▶ _SHORT PROBLEM_
Report every line below that contains the word "door", copying each one in full.

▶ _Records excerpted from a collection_
━━━

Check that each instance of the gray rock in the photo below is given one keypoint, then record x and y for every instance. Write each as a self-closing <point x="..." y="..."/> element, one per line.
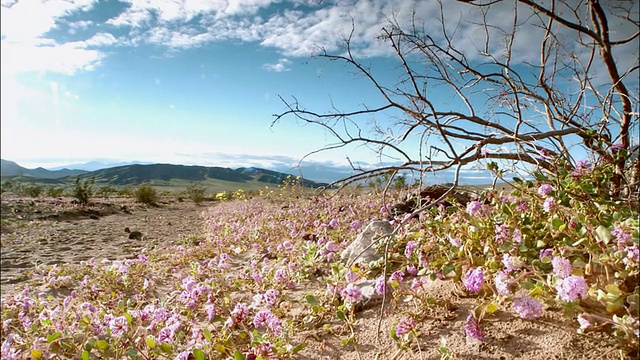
<point x="360" y="250"/>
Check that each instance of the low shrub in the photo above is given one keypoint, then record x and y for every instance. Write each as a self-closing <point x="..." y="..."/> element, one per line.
<point x="146" y="194"/>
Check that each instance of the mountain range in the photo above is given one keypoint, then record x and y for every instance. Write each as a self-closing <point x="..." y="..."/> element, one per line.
<point x="143" y="173"/>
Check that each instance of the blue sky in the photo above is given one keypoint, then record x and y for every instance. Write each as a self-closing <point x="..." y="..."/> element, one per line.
<point x="193" y="81"/>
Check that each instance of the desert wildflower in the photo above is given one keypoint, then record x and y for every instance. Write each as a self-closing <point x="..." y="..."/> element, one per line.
<point x="474" y="279"/>
<point x="404" y="326"/>
<point x="527" y="307"/>
<point x="572" y="288"/>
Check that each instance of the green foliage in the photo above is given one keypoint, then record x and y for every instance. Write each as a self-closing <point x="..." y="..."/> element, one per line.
<point x="83" y="191"/>
<point x="55" y="191"/>
<point x="125" y="192"/>
<point x="106" y="191"/>
<point x="196" y="193"/>
<point x="33" y="190"/>
<point x="146" y="194"/>
<point x="6" y="186"/>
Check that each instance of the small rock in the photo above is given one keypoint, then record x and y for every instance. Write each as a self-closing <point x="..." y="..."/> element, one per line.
<point x="360" y="250"/>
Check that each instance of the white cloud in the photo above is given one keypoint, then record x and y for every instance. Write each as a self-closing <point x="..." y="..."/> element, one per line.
<point x="278" y="24"/>
<point x="279" y="66"/>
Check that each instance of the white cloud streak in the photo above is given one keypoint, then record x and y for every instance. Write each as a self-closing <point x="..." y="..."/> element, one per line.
<point x="293" y="28"/>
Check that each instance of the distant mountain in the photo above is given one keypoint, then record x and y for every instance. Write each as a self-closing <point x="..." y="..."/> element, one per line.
<point x="96" y="165"/>
<point x="10" y="168"/>
<point x="138" y="174"/>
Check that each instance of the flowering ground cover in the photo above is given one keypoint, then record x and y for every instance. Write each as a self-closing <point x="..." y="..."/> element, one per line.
<point x="549" y="269"/>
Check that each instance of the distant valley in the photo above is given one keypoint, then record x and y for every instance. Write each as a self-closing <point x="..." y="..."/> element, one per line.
<point x="154" y="174"/>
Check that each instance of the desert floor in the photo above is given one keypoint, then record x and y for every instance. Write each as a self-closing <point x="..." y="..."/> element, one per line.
<point x="56" y="231"/>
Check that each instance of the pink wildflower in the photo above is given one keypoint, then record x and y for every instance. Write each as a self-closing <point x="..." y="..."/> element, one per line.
<point x="527" y="307"/>
<point x="572" y="288"/>
<point x="404" y="326"/>
<point x="351" y="294"/>
<point x="561" y="267"/>
<point x="474" y="279"/>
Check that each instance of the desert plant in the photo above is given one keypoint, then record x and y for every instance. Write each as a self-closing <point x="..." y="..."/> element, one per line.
<point x="6" y="186"/>
<point x="83" y="191"/>
<point x="146" y="194"/>
<point x="518" y="109"/>
<point x="33" y="190"/>
<point x="106" y="191"/>
<point x="196" y="193"/>
<point x="55" y="191"/>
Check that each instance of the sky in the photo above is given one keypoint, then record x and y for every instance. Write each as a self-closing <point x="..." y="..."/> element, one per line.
<point x="195" y="82"/>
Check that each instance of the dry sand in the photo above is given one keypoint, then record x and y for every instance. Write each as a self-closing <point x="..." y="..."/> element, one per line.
<point x="55" y="231"/>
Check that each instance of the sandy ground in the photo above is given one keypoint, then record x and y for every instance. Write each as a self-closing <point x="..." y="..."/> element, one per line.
<point x="55" y="231"/>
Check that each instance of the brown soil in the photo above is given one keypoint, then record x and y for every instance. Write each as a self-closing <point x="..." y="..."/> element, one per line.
<point x="56" y="231"/>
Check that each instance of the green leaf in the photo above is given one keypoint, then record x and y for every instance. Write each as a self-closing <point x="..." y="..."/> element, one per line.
<point x="257" y="337"/>
<point x="311" y="299"/>
<point x="558" y="224"/>
<point x="491" y="308"/>
<point x="165" y="348"/>
<point x="298" y="347"/>
<point x="393" y="334"/>
<point x="603" y="234"/>
<point x="53" y="337"/>
<point x="102" y="345"/>
<point x="151" y="342"/>
<point x="198" y="354"/>
<point x="36" y="354"/>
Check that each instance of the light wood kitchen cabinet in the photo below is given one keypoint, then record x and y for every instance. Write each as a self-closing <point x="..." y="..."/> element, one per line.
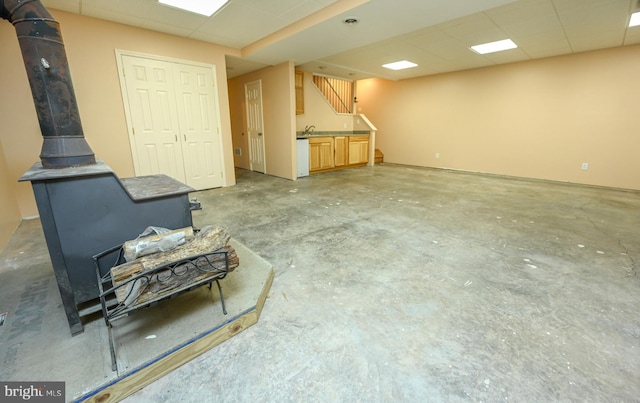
<point x="358" y="150"/>
<point x="321" y="153"/>
<point x="341" y="153"/>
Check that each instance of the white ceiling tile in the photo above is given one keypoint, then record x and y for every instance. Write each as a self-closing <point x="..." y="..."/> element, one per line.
<point x="632" y="36"/>
<point x="434" y="33"/>
<point x="72" y="6"/>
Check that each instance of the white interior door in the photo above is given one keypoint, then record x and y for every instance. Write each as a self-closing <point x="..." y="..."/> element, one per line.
<point x="202" y="145"/>
<point x="174" y="120"/>
<point x="253" y="96"/>
<point x="153" y="117"/>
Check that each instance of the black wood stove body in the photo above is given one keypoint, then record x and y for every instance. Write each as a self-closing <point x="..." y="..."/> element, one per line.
<point x="86" y="210"/>
<point x="84" y="207"/>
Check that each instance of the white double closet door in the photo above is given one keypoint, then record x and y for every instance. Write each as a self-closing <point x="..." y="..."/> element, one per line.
<point x="173" y="117"/>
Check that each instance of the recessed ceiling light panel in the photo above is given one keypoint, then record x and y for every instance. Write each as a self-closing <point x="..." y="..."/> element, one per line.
<point x="403" y="64"/>
<point x="207" y="8"/>
<point x="496" y="46"/>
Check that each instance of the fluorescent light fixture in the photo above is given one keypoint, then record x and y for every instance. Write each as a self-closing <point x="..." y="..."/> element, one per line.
<point x="403" y="64"/>
<point x="496" y="46"/>
<point x="196" y="6"/>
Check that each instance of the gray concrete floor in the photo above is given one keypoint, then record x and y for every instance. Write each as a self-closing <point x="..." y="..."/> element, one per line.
<point x="396" y="283"/>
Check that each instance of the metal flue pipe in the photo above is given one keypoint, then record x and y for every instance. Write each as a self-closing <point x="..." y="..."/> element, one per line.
<point x="45" y="60"/>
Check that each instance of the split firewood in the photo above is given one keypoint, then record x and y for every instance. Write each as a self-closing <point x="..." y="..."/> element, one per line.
<point x="188" y="271"/>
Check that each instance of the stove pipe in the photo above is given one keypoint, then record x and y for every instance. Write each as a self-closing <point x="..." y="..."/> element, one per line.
<point x="51" y="87"/>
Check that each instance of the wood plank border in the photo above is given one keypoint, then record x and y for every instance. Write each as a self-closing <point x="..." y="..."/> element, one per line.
<point x="142" y="376"/>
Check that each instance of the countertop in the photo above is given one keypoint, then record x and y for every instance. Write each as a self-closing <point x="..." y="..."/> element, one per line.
<point x="301" y="135"/>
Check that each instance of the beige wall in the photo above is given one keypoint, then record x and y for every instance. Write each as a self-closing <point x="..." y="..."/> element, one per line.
<point x="537" y="119"/>
<point x="278" y="106"/>
<point x="318" y="112"/>
<point x="90" y="45"/>
<point x="9" y="211"/>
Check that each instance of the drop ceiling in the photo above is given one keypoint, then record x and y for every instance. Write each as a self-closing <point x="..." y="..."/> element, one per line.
<point x="435" y="34"/>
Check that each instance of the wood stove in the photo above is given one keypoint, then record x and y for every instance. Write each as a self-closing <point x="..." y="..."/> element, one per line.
<point x="84" y="207"/>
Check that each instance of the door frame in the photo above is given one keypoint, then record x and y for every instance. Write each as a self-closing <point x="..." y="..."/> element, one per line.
<point x="129" y="120"/>
<point x="264" y="148"/>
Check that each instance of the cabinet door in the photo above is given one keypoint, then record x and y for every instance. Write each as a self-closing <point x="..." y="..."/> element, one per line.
<point x="314" y="156"/>
<point x="326" y="155"/>
<point x="341" y="151"/>
<point x="358" y="150"/>
<point x="320" y="153"/>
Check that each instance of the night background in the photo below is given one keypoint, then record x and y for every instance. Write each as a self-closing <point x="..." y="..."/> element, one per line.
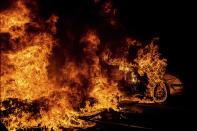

━━━

▶ _TASK ANSWER_
Check that each instance of the white interior door in the photo above is given one keypoint, then record x and y for every instance. Write each as a self-closing <point x="..." y="..."/> element, one per line.
Check that each instance of the white double closet door in the photo above is given one keypoint, then record x and y for every instance. Write each as a self-closing <point x="..." y="..."/> element, one per line.
Check that each instance of the door frame in the photo above is given one keypoint, then record x and y for every instance. Write each as a self-closing <point x="..." y="..."/> element, one per line.
Check that each instance of the cabinet door in the photo above is given one keypoint, then record x and y for every instance. Write each as a self-closing <point x="..." y="..."/> element, one per line.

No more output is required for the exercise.